STATED GOAL A:
Output the part of the patch summary between "From 606aab2b57eb0931f93976f6011f2b2869ebdc60 Mon" and "Eval Testing (#945)", inclusive, with no changes.

◇ ◇ ◇ ◇ ◇ ◇ ◇

From 606aab2b57eb0931f93976f6011f2b2869ebdc60 Mon Sep 17 00:00:00 2001
From: Dipika Sikka <dipikasikka1@gmail.com>
Date: Mon, 9 Dec 2024 22:34:05 -0500
Subject: [PATCH 62/65] Add LM Eval Testing (#945)

* allow LM Eval Testing

* log metrics

* fix check

* remove upload for now

* fix docstring

* add config; add version

* update
---
 setup.py                                      |   1 +
 .../fp8_dynamic_per_token.yaml                |   8 ++
 .../int8_w8a8_dynamic_per_token.yaml          |   8 ++
 tests/e2e/vLLM/run_tests.sh                   |  20 ++-
 tests/e2e/vLLM/test_lmeval.py                 | 131 ++++++++++++++++++
 tests/e2e/vLLM/test_vllm.py                   |  13 +-
 6 files changed, 170 insertions(+), 11 deletions(-)

◇ ◇ ◇ ◇ ◇ ◇ ◇

STATED GOAL B:
Return every line of the records below exactly, leaving out the pictures.

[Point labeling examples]
◇ ◇ ◇ ◇ ◇ ◇ ◇

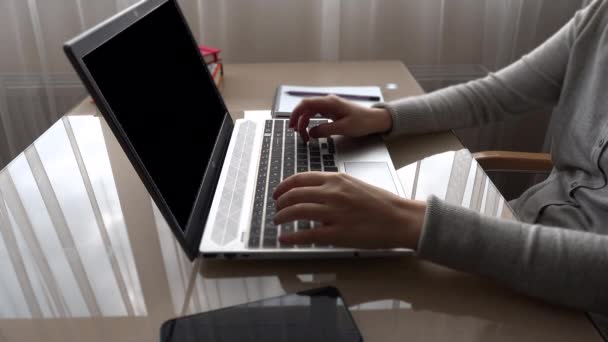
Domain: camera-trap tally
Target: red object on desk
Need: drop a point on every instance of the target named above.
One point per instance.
(210, 54)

◇ ◇ ◇ ◇ ◇ ◇ ◇

WORKED ANSWER A:
From 606aab2b57eb0931f93976f6011f2b2869ebdc60 Mon Sep 17 00:00:00 2001
From: Dipika Sikka <dipikasikka1@gmail.com>
Date: Mon, 9 Dec 2024 22:34:05 -0500
Subject: [PATCH 62/65] Add LM Eval Testing (#945)

WORKED ANSWER B:
Domain: camera-trap tally
Target: red object on desk
Need: drop a point on every instance of the target named above.
One point per instance.
(210, 54)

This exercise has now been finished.